*** Records for processing ***

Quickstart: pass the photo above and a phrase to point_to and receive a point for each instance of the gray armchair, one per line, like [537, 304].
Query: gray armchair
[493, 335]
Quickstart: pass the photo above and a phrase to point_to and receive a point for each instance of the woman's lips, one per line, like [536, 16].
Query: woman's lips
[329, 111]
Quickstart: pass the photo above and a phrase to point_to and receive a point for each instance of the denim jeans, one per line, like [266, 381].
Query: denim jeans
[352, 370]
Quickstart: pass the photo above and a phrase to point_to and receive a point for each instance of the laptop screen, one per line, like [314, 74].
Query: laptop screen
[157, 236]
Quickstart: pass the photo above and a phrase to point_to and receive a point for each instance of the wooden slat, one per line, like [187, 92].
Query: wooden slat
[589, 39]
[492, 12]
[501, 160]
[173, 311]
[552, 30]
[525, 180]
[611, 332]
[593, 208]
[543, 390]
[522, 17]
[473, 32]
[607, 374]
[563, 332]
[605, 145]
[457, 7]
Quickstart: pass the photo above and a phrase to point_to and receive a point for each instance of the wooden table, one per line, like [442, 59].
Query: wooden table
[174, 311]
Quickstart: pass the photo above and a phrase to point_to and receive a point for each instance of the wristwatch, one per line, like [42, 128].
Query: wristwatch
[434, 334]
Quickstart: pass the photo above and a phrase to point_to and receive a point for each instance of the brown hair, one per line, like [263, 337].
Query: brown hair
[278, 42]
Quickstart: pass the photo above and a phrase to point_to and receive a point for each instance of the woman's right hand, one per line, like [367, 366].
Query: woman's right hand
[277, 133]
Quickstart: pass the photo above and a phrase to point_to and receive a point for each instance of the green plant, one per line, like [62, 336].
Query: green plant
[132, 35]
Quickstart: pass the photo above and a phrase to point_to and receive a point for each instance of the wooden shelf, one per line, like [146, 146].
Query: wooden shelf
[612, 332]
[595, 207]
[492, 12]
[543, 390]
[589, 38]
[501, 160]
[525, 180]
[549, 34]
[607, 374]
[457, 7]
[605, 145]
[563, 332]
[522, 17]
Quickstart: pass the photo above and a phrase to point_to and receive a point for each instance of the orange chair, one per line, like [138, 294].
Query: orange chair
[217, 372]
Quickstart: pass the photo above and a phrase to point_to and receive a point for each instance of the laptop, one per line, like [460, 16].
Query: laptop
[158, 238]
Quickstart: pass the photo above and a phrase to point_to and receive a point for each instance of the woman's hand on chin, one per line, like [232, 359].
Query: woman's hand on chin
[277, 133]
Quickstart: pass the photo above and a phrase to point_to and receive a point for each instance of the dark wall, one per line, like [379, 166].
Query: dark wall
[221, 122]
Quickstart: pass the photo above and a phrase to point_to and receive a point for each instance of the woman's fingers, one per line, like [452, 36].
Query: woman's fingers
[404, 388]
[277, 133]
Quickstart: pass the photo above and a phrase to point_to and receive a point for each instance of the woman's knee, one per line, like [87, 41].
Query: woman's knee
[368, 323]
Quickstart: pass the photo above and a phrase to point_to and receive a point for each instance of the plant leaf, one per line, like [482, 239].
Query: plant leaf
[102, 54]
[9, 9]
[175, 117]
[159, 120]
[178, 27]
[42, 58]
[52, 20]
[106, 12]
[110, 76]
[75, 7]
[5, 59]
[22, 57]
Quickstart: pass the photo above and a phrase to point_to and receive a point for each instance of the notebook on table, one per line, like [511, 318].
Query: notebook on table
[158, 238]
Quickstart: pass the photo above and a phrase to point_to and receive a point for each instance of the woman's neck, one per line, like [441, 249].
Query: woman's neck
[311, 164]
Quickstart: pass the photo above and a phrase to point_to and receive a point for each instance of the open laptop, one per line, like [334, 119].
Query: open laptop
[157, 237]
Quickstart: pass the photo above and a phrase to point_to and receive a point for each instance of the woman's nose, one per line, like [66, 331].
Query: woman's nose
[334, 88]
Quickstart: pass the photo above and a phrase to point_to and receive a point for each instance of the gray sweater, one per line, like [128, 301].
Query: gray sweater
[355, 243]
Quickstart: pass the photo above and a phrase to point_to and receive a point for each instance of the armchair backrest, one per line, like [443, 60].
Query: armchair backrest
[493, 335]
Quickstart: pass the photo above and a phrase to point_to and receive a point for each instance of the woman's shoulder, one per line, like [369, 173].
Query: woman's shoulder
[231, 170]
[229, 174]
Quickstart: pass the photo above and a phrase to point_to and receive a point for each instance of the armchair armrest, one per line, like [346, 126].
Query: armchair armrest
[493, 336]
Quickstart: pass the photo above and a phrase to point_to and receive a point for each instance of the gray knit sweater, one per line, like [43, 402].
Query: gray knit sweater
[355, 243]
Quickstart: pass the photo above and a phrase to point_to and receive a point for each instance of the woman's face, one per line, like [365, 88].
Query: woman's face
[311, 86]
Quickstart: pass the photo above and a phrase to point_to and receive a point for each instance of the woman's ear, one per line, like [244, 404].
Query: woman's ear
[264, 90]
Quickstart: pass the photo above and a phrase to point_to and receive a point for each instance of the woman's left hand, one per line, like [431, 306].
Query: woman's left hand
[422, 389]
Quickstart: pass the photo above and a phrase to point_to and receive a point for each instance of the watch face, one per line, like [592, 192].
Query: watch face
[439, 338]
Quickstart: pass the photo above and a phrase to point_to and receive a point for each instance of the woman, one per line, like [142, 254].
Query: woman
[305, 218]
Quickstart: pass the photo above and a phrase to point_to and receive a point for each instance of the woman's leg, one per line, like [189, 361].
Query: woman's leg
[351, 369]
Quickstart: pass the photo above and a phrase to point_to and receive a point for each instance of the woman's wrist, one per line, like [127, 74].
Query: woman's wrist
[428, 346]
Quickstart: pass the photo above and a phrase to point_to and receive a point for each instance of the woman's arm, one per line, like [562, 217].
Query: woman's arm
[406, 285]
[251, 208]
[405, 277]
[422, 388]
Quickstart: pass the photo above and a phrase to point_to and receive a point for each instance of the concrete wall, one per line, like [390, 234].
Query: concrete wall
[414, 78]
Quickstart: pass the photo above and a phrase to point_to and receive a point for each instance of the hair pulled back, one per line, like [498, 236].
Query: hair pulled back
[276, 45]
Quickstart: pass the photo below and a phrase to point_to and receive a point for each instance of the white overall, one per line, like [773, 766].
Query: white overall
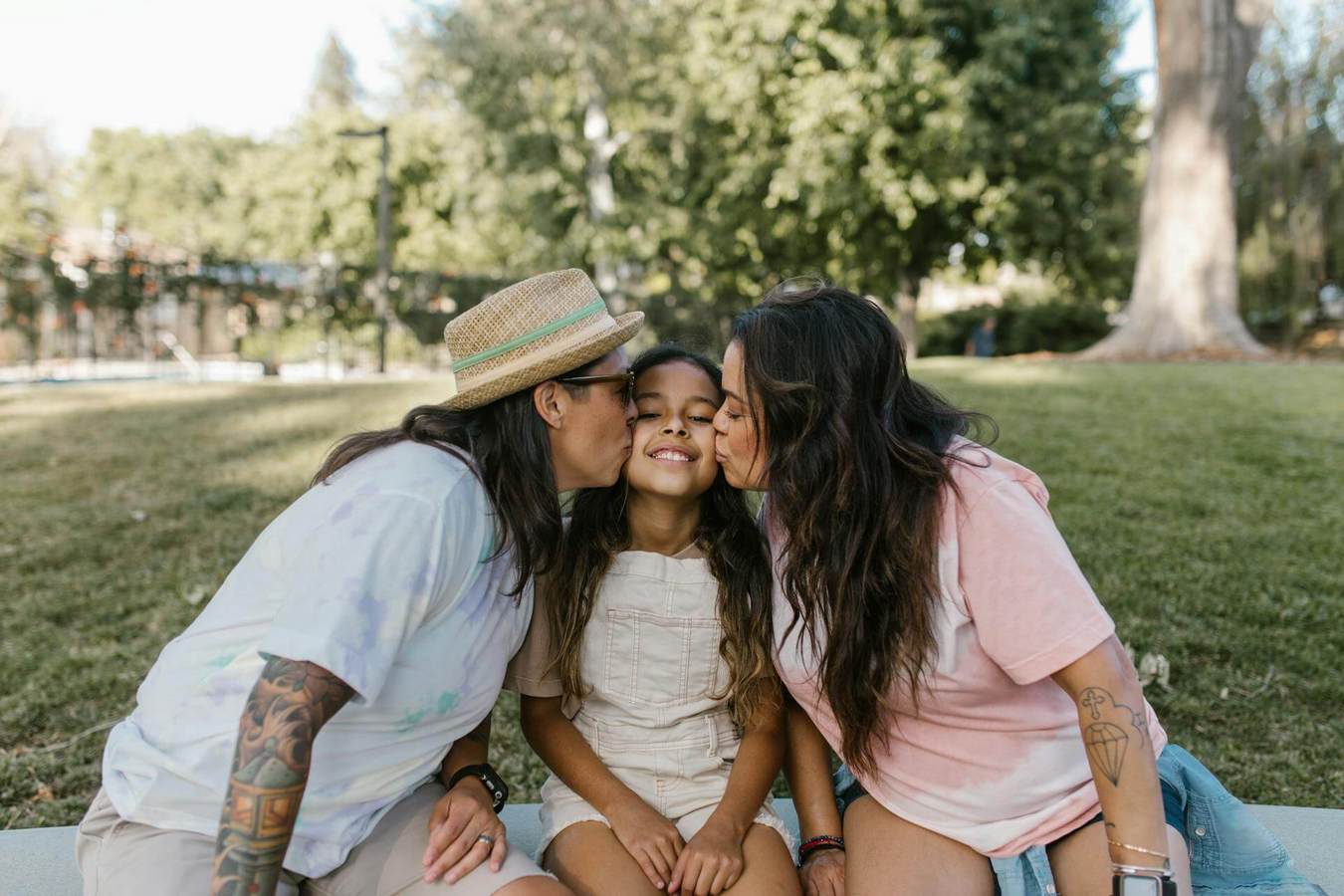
[655, 712]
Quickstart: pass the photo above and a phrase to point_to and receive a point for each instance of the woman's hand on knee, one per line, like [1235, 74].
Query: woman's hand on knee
[463, 833]
[652, 840]
[710, 864]
[822, 873]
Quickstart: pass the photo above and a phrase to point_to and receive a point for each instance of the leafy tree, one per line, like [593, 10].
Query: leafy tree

*** End of Records for processing ***

Problem to solve: All of the records above are to be printed exactly, with every picture omitted.

Completed exercise:
Quickstart: pass the photo above and a phrase to point_to and receive a point for each instance of the gray armchair, one per line, like [537, 304].
Query: gray armchair
[493, 335]
Quickstart: pass the photo above and a phrase to point_to and receive a point for each instance of the woman's lips, one per line, like [536, 16].
Query: woman's lips
[329, 111]
Quickstart: pass the photo above and a phrase to point_to and receive a point for each instance of the denim jeans, one per line, like [266, 381].
Query: denim jeans
[352, 370]
Quickstart: pass the photo above and a phrase to point_to and receive a point for each instance of the laptop screen, one per line, like [314, 74].
Query: laptop screen
[157, 236]
Quickstart: pass the photo above and a phrase to point_to and receive a point for each instance of the wooden slat, one per line, like [187, 92].
Query: wooden slat
[589, 39]
[492, 12]
[501, 160]
[173, 311]
[552, 30]
[525, 180]
[611, 332]
[593, 208]
[543, 390]
[522, 17]
[473, 32]
[607, 374]
[563, 332]
[605, 145]
[457, 7]
Quickstart: pass the photo above and a phrase to point_to and receive a point for each instance of the wooden table, one per line, like [442, 59].
Query: wooden table
[174, 311]
Quickstart: pass the photo above and a phrase to point_to and receive a point for each instance of the wristwatch, one per line, like [42, 128].
Query: wristwatch
[434, 334]
Quickstart: pass the photo above and a phrase to point_to and receive a point for each instance of the brown hair, one per line, like [263, 337].
Query: brown hair
[278, 42]
Quickstart: pass the photo above and a phrase to point_to and receive a point for each instance of the woman's right hand, one per line, like [367, 366].
Query: woman's right hand
[277, 133]
Quickstart: pass the photo above and a phrase to point_to and receive a point for each instance of the green plant, one per line, like [62, 336].
Query: green plant
[132, 35]
Quickstart: pass the photo above and a phrase to point_to and receive a point for each instance of the wooden shelf, one per line, like [146, 146].
Query: wooden shelf
[612, 332]
[595, 207]
[492, 12]
[543, 390]
[589, 38]
[501, 160]
[525, 180]
[549, 34]
[607, 374]
[457, 7]
[605, 145]
[563, 332]
[522, 17]
Quickstart: pass the photo above and a phrase to point_to and receive a point for each instance of the orange chair, one per line, like [138, 294].
Query: orange chair
[217, 372]
Quickstart: pass the photo above and a phrase to point_to and receive a point for each instance of the laptop, one per line, like [460, 16].
Query: laptop
[158, 238]
Quickstart: pass the photo above and a phrase to point_to and receive a point for each instance of the woman's hand on chin, one per line, like [232, 359].
Query: woman's hand on chin
[277, 133]
Quickstart: pass the photo above and a phrase to point_to and receive a point for each instance of the dark wall, one per line, like [379, 166].
Query: dark wall
[221, 122]
Quickstart: pass the photo above and a phrase to point_to and receive a point for each instance of the woman's fingers, one per line, like [452, 36].
Query: woman's fingers
[404, 388]
[277, 133]
Quickstart: pass the photo above and a phrase to point_to and receive a point for each instance of the woman's knee, one per line, like [87, 41].
Query: woman's knee
[368, 323]
Quickstart: pass the photo above and a phrase to point_to and receive a point for each instance of the plant leaf, one per line, like [482, 239].
Query: plant leaf
[102, 54]
[9, 9]
[175, 117]
[159, 120]
[178, 27]
[42, 58]
[52, 20]
[106, 12]
[110, 76]
[75, 7]
[5, 59]
[22, 57]
Quickstart: pass the photo above and a phrase to point_to and receive a point for each instance of the notebook on table, one per line, like [511, 318].
Query: notebook on table
[158, 238]
Quickstart: pass the photo above and a phrase to point_to and receive a point for each instance of the woman's neck, one per line, like [441, 249].
Query: woman's neck
[311, 164]
Quickstart: pass the photo above and a phrase to point_to and receive a point for each instance of the open laptop, one per line, like [334, 119].
Query: open laptop
[157, 237]
Quickstart: pass the photo above and a phrase to point_to and receive a point for each instance of the woman's nose, one per line, like [66, 331].
Query: woman's nose
[334, 88]
Quickstart: pass the photo above and a phrase to point_to and receive a point for each instance of the gray sweater, one per line, like [128, 301].
Query: gray sweater
[355, 243]
Quickstart: pass the photo above and a phrase to point_to and receive a point for each instance of the armchair backrest, one per line, like [443, 60].
Query: armchair backrest
[493, 335]
Quickstart: pass the photo above and a phrase to point_to and receive a point for each instance of the woman's shoulder, one per line, like [369, 173].
Query: woman's shoulder
[231, 170]
[229, 174]
Quickstart: pass the photo above and a phrase to point_to and receive a point for each instance of the armchair armrest, one per line, like [346, 126].
Query: armchair armrest
[493, 336]
Quickstart: pass the photo above and a phrase to point_to and receive a point for each instance of the gray knit sweater, one per line, like [43, 402].
Query: gray knit sweater
[355, 243]
Quickstart: pass the photo above and a phrase to point_to and receive a point for each instance of the woman's face, one per line, like [365, 88].
Query: woman's face
[311, 86]
Quickstart: pass the photo above and a phrase to point_to and receive a point for each instance of the woman's ear, one per line, like [244, 404].
Query: woman's ear
[264, 90]
Quickstart: pass the photo above and a phrase to point_to and receive a point for each instance of the woman's left hand, one per line, like [431, 306].
Query: woman's left hand
[422, 389]
Quickstart: pass the photo above and a phrase to point_to and receive a point for each instance of the watch face, one per line, like [592, 192].
Query: watch face
[439, 338]
Quickstart: pass the photo above and a phrase to point_to and receive a point for each instance of the woman, one per line, like [142, 254].
Query: woman
[305, 218]
Quickstart: pass the photo above and a phrase to point_to and receive a point for each instance of the woman's leg, one per line, like [189, 361].
Query: woman's leg
[351, 369]
Quickstart: pass the photo above and a phrase to point_to and receive a point for each instance of the woman's wrist, one per line, like [127, 74].
Query: woman's wrist
[428, 346]
Quickstart: pass the photo above and a phrase to point_to and receive a point for each instance of the woman's arm, one per line, like [562, 217].
Query: woman's arm
[406, 285]
[251, 208]
[405, 277]
[422, 388]
Quickstart: pass the photo above and a phrase to point_to and receive a point for each instance of the concrete wall, one per line, like [390, 234].
Query: concrete wall
[414, 78]
Quickstart: pass the photo above and a phrase to point_to and receive a point for each instance of the hair pulled back, one per line, like [498, 236].
Query: hair pulled back
[276, 45]
Quickstart: pass the photo below and a phrase to point_to and receive a point for each instance of the white overall, one per line, like [773, 766].
Query: white overall
[655, 712]
Quickstart: pass the photo above and a phrase to point_to and receive a point for each instance of the woman's hand on knee, one per line, like [1235, 74].
Query: woman's hand on knee
[463, 833]
[652, 840]
[710, 864]
[822, 873]
Quickstart: pass the photo above and a phrase to point_to and receive a point for each instance of the leafy tree, one per line, like [593, 10].
Query: leafy tree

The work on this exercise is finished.